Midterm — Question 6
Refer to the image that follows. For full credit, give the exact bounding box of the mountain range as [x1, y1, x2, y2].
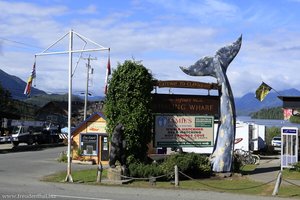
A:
[0, 69, 300, 116]
[0, 69, 47, 100]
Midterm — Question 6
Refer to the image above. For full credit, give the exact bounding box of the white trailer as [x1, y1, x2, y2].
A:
[182, 122, 266, 154]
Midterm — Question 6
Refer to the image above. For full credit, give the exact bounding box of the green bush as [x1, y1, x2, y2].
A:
[266, 126, 281, 145]
[293, 162, 300, 172]
[289, 116, 300, 124]
[232, 154, 243, 173]
[128, 163, 163, 178]
[57, 151, 68, 163]
[162, 153, 211, 178]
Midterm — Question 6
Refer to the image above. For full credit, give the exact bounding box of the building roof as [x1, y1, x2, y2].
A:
[71, 112, 106, 135]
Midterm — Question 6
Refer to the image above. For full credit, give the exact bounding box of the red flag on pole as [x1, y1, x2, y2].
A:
[24, 62, 36, 97]
[104, 49, 111, 94]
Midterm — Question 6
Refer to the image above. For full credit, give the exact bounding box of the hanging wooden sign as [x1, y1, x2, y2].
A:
[152, 94, 220, 117]
[153, 80, 219, 90]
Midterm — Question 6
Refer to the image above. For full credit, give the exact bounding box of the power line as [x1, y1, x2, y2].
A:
[0, 37, 42, 49]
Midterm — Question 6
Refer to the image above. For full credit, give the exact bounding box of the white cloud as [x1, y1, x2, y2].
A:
[0, 0, 300, 96]
[0, 1, 67, 17]
[78, 4, 98, 15]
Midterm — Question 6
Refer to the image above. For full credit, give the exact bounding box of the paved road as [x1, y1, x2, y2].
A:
[0, 144, 290, 200]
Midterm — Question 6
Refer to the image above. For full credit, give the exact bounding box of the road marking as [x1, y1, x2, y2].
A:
[53, 194, 112, 200]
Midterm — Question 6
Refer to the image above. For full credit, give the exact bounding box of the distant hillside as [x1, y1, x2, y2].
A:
[235, 88, 300, 116]
[0, 69, 300, 116]
[0, 69, 46, 100]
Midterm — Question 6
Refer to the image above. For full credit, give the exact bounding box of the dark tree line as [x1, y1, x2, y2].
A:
[251, 107, 283, 119]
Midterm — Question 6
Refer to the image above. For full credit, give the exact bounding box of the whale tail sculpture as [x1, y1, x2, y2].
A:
[180, 36, 242, 172]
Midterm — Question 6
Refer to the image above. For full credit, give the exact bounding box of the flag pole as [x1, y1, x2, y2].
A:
[65, 30, 73, 182]
[35, 29, 110, 182]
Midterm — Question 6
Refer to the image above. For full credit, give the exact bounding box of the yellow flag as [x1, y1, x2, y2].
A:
[255, 82, 272, 101]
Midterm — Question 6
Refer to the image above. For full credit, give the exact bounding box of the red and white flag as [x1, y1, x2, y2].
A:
[104, 50, 111, 94]
[24, 62, 36, 97]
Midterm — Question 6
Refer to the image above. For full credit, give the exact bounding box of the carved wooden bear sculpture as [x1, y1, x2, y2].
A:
[109, 124, 126, 168]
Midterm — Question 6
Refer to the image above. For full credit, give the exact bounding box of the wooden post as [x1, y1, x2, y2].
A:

• What the exercise asks: Copy out all the lines above word for word, leaving out the picture.

• Answer to the exercise:
Midterm — Question 6
Refer to the image that follows. For full credit, give the exact bounding box of the mountain range as [x1, y1, x2, y2].
A:
[0, 69, 300, 116]
[0, 69, 47, 100]
Midterm — Question 6
Refer to the image above. For full credit, give the exact bounding box of the white trailer as [x1, y1, x2, y2].
A:
[182, 122, 266, 154]
Midterm — Question 6
Refer to the image above. For full credit, give the exact bounding box of the green bush as [x1, y1, x2, y2].
A:
[266, 126, 281, 145]
[293, 162, 300, 172]
[289, 116, 300, 124]
[232, 154, 243, 173]
[128, 163, 163, 178]
[57, 151, 68, 163]
[162, 153, 211, 178]
Midterm — Question 6
Refer to the image above. For full credit, give the exact bounding box of the building roof as [x1, y1, x2, y2].
A:
[71, 112, 106, 135]
Midterm — Question 6
Refer to the image above. For full credit, give the exact bounding box of the red flag on pole as [x1, y1, x2, y2].
A:
[24, 62, 36, 97]
[104, 49, 111, 94]
Midterm — Question 6
Refer to the image above. For full credit, give the exact bounding box of the hanging wooden sign as [x1, y1, x2, y2].
A:
[152, 94, 220, 117]
[153, 80, 219, 90]
Midterm — Question 6
Refer to the image above. For full credit, give the exact bounding box of the power line as [x1, y1, x2, y2].
A:
[0, 37, 42, 49]
Midterm — Question 6
Refer to the image above. For full credit, give the exact bounding box of the white cloud as [x1, y1, x2, y2].
A:
[0, 0, 300, 96]
[0, 1, 67, 17]
[78, 4, 98, 15]
Midterm — Question 6
Refer to the image above. For full credit, give the exact bounding box of the paved road as [x1, y1, x2, y2].
A:
[0, 144, 290, 200]
Midterm — Question 6
Refer to the image above. For full credit, give the exact bounding box of the road marking as [x1, y1, x2, y2].
A:
[53, 194, 112, 200]
Midterm — Question 6
Refer to the image above. For full credit, give the exact bounding box of the distant hillside as [x1, y1, x2, y2].
A:
[235, 88, 300, 116]
[0, 69, 300, 116]
[0, 69, 46, 100]
Midterm — Question 6
Refer to the image above. For full credit, give the exact bounding box of the dark tree line as [x1, y1, x2, y2].
A:
[251, 107, 283, 119]
Midterm — Question 6
Refer to the image above. For full credit, give the exact bounding box of the whale tail sculpture as [x1, y1, x2, y2].
A:
[180, 36, 242, 172]
Midterm — Question 6
Refer to the image above. For full credit, give the exact bounding box of the flag pole as [x1, y1, x2, y2].
A:
[65, 30, 73, 182]
[35, 29, 110, 182]
Midterm — Question 6
Refer to the image above. For full credit, give the exact bounding box of the yellow flag as [x1, y1, x2, y2].
A:
[255, 82, 272, 101]
Midterm — Question 6
Refer to the image above. For full credit, give the exact bounding box of the red and white flag as [x1, y1, x2, y2].
A:
[104, 50, 111, 94]
[24, 62, 36, 97]
Midterm — Question 6
Refer to the image above. For full credit, give the exact bounding box of the carved wooden bear sculpture as [x1, y1, x2, y2].
A:
[109, 124, 126, 168]
Midterm — Question 6
Refer to the image above. For full credit, give the exact bounding box of the wooden post as [x1, y1, x2, y2].
A:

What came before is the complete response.